(EXCERPTED DATA Opens)

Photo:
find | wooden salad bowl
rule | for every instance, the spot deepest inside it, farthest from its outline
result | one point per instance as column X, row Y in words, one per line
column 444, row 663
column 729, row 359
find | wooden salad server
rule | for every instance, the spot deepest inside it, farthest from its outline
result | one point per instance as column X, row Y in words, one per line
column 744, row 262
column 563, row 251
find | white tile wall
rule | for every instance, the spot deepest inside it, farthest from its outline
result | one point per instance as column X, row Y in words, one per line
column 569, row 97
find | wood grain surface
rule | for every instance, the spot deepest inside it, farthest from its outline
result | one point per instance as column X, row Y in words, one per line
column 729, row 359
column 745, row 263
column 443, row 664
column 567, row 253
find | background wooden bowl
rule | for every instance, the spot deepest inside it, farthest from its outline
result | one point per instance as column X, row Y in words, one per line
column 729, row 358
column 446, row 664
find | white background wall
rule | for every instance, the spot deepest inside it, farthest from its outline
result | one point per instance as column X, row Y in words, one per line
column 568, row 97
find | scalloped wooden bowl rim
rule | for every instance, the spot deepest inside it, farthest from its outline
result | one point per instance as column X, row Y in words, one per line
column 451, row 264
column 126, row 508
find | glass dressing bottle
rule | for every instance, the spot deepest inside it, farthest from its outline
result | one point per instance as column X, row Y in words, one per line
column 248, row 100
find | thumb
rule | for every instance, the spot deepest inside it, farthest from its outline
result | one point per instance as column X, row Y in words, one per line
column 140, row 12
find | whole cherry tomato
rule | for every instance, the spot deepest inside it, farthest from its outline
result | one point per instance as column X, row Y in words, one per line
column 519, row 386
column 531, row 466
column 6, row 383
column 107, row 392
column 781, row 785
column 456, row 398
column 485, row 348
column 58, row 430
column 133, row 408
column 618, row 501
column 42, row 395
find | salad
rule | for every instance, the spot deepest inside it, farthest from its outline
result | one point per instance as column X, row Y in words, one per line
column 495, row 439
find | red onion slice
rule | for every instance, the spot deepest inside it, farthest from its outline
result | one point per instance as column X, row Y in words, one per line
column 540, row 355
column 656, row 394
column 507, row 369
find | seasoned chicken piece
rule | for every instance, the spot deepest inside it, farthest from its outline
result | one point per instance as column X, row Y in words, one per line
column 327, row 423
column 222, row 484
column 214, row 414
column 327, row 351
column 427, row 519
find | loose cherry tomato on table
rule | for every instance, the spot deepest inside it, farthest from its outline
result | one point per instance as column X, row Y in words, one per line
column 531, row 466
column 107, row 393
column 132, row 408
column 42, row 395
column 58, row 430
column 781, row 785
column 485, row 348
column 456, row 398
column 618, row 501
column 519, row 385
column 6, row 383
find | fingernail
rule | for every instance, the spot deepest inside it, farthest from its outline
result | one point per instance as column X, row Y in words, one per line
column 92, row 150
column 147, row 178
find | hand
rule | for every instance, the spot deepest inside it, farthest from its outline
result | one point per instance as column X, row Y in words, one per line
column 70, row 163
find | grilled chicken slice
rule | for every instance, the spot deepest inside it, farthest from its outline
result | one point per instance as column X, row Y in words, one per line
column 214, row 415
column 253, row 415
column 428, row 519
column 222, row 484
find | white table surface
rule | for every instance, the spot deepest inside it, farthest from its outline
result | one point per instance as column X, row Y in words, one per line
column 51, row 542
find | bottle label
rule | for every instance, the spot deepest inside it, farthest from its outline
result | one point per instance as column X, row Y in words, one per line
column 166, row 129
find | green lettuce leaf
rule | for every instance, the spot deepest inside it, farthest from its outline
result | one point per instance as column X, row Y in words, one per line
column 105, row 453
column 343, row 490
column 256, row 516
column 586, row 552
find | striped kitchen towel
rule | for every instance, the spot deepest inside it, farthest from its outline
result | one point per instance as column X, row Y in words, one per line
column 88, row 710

(EXCERPTED DATA Closes)

Retype exactly the lines of the data above, starting at its first line and finishing with the line that has "find | wooden salad server" in it.

Photo:
find | wooden salad bowl
rule | for every instance, the spot deepest inside it, farthest from its outline
result | one point per instance as column X, row Y in words, one per line
column 444, row 663
column 729, row 359
find | wooden salad server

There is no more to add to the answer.